User talk:Unblindloveunions

Hello, and thank you for your contributions to Wikipedia! I noticed that you recently added commentary to an article, Raka'ah. While Wikipedia welcomes editors' opinions on an article and how it could be changed, these comments are more appropriate for the article's accompanying talk page. If you post your comments there, other editors working on the same article will notice and respond to them and your comments will not disrupt the flow of the article. Thank you. You don't need to worry about correcting it - I have moved your comment to the article's talk page • nancy • 08:13, 22 August 2007 (UTC)[reply]

Please familiarize yourself with Wikipedia's Policy on Original Research. Your contribution was reverted as it ran afoul of that policy. In any case, your assertions are trivially seen to be false; your first "equality" adds a number that is divisible by ${\displaystyle 10^{60}}$ and a number that is divisible by ${\displaystyle 10^{50}}$, and you claim the answer is not divisible by ${\displaystyle 10^{6}}$. Do not add Original Research content to wikipedia, and do not add false or incorrect material either. Magidin 20:00, 29 August 2007 (UTC)[reply]

Respond from unblindloveunions: Hi: Thank you for your respond. did i mention anything about number 10 to any power? i stated a very easy to varify fact i.e that if you add [(31000)^6]^5 + [(3100)^5]5 and take a fifth root from the result we will see a whole number on your P.C calculator, on scientific mode. Does this fact needs an export opinion? obviously the rounding error has caused this and i know it better than any body. Do you any other sets of numbers that would do the same and generate a 20 digit whole number or less on a P.C calculator. Please respond and educate me, thx.

I wish some one would respond to my comments that i added. would it not be appropriate to add the numerical examples, very simple verifiable facts, titled " Refuting Fermat's Last Theory on a regular P.C calculator"(where are they by the way? how the concept of consent is applied in my case?)Please aducate me, thx

It would most certainly be appropriate to add numerical examples to the article in question if only they were accurate.

If you're talking about the Windows calculator (I can speak of Calculator Plus, though this makes little difference), it displays large numbers in floating-point notation. Say, an "e+85" appended to the end of the result indicates that the number in question is 10^85 times greater than the displayed number. Therefore, you can't really see the whole number.

*Stated task A*. Print the part of the talk page between "It would most" and "the whole number.", inclusive.
*Stated task B*. Based on the talk page, answer yes or no to each statement and quote the words that decide it: (i) the comment added to Raka'ah was moved to that article's talk page; (ii) the contributor says they were unaware of any rounding error; (iii) the Windows calculator shows large numbers in floating-point notation.
The listing is unrelated to the talk page.

*Provided data*.
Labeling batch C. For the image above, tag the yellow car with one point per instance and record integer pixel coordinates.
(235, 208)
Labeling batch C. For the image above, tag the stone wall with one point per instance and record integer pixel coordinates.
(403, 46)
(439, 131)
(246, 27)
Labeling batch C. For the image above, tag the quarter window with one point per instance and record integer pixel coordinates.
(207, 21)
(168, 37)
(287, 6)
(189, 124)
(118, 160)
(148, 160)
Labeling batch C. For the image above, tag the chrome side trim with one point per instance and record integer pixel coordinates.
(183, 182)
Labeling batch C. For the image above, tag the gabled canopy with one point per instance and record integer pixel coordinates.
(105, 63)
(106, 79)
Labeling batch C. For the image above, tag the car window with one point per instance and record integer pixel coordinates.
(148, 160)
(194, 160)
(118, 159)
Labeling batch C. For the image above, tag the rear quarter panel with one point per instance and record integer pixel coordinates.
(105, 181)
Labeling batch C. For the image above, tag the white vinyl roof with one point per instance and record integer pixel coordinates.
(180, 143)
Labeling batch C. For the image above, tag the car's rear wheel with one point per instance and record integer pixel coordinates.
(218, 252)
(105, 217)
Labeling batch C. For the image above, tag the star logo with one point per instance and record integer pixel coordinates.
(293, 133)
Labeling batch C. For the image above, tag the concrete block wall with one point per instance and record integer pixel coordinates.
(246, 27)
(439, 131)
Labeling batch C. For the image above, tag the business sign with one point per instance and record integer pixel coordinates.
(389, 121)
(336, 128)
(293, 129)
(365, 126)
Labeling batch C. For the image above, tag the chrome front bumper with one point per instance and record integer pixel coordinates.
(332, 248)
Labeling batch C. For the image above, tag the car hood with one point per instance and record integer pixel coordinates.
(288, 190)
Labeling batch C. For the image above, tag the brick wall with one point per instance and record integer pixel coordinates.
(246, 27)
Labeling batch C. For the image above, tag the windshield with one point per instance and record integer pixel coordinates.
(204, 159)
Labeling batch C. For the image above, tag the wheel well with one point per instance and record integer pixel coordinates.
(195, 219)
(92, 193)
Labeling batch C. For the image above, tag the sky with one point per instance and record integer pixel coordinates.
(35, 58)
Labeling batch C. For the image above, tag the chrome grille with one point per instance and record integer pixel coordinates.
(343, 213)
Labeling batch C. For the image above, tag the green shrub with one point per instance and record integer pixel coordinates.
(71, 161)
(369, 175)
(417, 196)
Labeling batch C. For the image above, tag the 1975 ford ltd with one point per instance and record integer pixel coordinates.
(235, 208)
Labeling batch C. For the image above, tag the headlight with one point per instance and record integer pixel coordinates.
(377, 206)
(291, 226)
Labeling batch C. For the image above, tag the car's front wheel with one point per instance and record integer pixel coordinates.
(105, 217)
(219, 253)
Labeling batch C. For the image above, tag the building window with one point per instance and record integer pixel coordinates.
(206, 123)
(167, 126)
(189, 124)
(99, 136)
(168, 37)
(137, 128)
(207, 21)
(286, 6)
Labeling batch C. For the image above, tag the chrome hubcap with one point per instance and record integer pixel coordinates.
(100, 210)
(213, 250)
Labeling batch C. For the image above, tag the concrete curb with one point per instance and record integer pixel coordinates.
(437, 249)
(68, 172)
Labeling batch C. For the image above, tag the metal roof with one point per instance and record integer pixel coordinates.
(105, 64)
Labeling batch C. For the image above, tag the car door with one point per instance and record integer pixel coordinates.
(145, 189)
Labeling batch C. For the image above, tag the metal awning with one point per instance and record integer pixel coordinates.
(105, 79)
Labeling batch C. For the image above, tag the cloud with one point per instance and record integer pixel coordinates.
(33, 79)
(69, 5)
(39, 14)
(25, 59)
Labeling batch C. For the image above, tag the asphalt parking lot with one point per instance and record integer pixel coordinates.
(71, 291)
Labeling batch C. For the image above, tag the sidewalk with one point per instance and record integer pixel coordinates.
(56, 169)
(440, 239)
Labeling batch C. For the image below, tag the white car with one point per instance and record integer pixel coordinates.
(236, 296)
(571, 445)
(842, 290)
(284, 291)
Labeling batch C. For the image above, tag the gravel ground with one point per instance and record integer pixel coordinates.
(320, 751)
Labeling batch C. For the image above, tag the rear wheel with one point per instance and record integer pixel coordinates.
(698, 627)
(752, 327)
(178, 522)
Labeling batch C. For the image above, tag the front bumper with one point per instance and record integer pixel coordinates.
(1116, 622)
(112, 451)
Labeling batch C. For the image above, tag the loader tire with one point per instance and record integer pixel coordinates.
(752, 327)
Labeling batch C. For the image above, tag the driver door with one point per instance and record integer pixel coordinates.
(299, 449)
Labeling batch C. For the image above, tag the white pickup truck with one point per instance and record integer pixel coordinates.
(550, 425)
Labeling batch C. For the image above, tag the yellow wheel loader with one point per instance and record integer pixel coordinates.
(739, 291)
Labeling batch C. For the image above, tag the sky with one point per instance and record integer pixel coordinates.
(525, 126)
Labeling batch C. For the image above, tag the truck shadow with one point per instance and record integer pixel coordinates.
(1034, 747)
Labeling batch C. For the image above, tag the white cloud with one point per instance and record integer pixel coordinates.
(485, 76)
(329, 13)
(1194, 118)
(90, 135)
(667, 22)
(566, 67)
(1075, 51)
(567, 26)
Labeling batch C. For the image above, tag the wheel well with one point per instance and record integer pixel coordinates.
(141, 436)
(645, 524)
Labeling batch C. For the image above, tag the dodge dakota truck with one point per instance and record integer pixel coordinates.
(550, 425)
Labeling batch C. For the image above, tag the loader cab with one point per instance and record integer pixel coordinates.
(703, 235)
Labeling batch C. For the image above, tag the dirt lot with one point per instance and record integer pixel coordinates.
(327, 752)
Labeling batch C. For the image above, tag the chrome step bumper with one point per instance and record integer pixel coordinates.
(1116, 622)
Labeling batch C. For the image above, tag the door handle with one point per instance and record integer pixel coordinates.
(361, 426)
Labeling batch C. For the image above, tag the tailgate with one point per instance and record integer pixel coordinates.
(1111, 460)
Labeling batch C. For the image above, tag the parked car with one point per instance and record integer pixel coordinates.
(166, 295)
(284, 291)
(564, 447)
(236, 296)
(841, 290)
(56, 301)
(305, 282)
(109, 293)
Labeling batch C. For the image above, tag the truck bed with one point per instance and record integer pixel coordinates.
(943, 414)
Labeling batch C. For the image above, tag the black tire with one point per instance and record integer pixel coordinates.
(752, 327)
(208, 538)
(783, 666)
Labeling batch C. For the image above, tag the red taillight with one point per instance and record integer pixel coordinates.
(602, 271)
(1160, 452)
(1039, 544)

*Task response A*.
It would most certainly be appropriate to add numerical examples to the article in question if only they were accurate.

If you're talking about the Windows calculator (I can speak of Calculator Plus, though this makes little difference), it displays large numbers in floating-point notation. Say, an "e+85" appended to the end of the result indicates that the number in question is 10^85 times greater than the displayed number. Therefore, you can't really see the whole number.

*Task response B*.
(i) Yes: "I have moved your comment to the article's talk page"
(ii) No: "obviously the rounding error has caused this and i know it better than any body"
(iii) Yes: "it displays large numbers in floating-point notation"